• What you need to do: Copy out all of the data below with no alterations.

== Given data

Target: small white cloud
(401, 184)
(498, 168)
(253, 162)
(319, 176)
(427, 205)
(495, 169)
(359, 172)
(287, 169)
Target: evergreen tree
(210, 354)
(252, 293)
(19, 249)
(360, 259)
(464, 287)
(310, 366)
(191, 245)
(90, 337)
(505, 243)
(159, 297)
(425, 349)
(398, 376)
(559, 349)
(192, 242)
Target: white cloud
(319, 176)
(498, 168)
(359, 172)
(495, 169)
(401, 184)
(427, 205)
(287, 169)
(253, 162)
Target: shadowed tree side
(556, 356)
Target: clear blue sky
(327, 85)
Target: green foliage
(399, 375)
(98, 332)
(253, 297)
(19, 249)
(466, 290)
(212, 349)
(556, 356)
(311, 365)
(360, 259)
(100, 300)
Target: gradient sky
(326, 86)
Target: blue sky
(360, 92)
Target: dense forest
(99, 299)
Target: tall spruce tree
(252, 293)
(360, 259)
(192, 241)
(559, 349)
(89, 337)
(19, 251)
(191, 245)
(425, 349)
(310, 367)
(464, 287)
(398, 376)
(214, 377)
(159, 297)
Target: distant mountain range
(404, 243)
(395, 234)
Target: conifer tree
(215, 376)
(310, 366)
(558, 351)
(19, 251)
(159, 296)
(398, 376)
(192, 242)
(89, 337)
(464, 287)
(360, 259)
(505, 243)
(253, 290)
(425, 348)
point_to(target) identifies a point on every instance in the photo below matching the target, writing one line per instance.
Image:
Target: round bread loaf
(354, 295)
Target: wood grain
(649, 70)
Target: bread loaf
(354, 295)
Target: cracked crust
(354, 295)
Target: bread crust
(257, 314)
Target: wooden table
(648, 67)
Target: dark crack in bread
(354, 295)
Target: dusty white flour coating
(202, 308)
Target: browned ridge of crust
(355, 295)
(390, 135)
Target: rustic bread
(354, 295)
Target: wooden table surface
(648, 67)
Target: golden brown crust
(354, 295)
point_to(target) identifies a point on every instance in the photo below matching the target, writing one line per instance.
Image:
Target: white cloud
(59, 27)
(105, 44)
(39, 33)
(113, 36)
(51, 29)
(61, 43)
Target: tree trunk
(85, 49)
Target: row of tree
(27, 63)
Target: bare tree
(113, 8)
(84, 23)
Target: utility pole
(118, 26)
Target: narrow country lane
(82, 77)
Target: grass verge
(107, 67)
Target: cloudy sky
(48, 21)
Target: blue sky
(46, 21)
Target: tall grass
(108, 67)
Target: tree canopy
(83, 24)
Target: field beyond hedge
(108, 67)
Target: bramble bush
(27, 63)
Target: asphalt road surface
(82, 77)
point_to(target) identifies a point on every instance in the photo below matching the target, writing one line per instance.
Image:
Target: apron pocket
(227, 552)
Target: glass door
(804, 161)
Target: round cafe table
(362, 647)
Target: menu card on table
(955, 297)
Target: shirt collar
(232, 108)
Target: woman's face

====

• Task response:
Target: small white cloud
(401, 184)
(498, 168)
(253, 162)
(319, 176)
(427, 205)
(495, 169)
(359, 172)
(287, 169)
Target: evergreen tree
(210, 354)
(252, 293)
(19, 249)
(360, 259)
(464, 287)
(310, 366)
(191, 245)
(90, 337)
(505, 243)
(159, 297)
(425, 349)
(398, 376)
(559, 349)
(192, 242)
Target: white cloud
(319, 176)
(498, 168)
(359, 172)
(495, 169)
(401, 184)
(427, 205)
(287, 169)
(253, 162)
Target: shadowed tree side
(556, 356)
Target: clear blue sky
(327, 85)
Target: green foliage
(399, 375)
(98, 332)
(253, 297)
(19, 249)
(466, 290)
(212, 349)
(556, 356)
(311, 365)
(360, 259)
(100, 300)
Target: gradient sky
(326, 86)
Target: blue sky
(360, 92)
Target: dense forest
(99, 299)
Target: tall spruce tree
(252, 293)
(360, 259)
(192, 241)
(559, 349)
(89, 337)
(19, 251)
(191, 245)
(425, 349)
(310, 367)
(464, 287)
(398, 376)
(214, 377)
(159, 297)
Target: distant mountain range
(404, 243)
(395, 234)
Target: conifer tree
(215, 376)
(310, 366)
(558, 351)
(19, 251)
(159, 296)
(398, 376)
(192, 242)
(89, 337)
(464, 287)
(360, 259)
(505, 243)
(253, 290)
(425, 348)
point_to(target) identifies a point on every instance in the photo below matching the target, writing one line per instance.
Image:
Target: round bread loaf
(354, 295)
Target: wood grain
(649, 70)
Target: bread loaf
(354, 295)
Target: cracked crust
(354, 295)
Target: bread crust
(257, 314)
Target: wooden table
(648, 67)
Target: dark crack in bread
(354, 295)
Target: dusty white flour coating
(202, 308)
Target: browned ridge of crust
(355, 295)
(390, 135)
Target: rustic bread
(354, 295)
Target: wooden table surface
(648, 67)
Target: golden brown crust
(354, 295)
point_to(target) identifies a point on every instance in the photo below matching the target, writing one line per instance.
Image:
Target: white cloud
(59, 27)
(105, 44)
(39, 33)
(113, 36)
(51, 29)
(61, 43)
Target: tree trunk
(85, 49)
Target: row of tree
(27, 63)
Target: bare tree
(113, 8)
(84, 23)
Target: utility pole
(118, 26)
Target: narrow country lane
(82, 77)
Target: grass verge
(107, 67)
Target: cloudy sky
(48, 21)
Target: blue sky
(46, 21)
Target: tall grass
(108, 67)
Target: tree canopy
(83, 24)
Target: field beyond hedge
(108, 67)
Target: bramble bush
(27, 63)
Target: asphalt road surface
(82, 77)
point_to(target) identifies a point on every instance in the photo below matching the target, writing one line per instance.
Image:
Target: apron pocket
(227, 552)
Target: glass door
(804, 161)
Target: round cafe table
(362, 647)
Target: menu card on table
(955, 297)
Target: shirt collar
(232, 108)
Target: woman's face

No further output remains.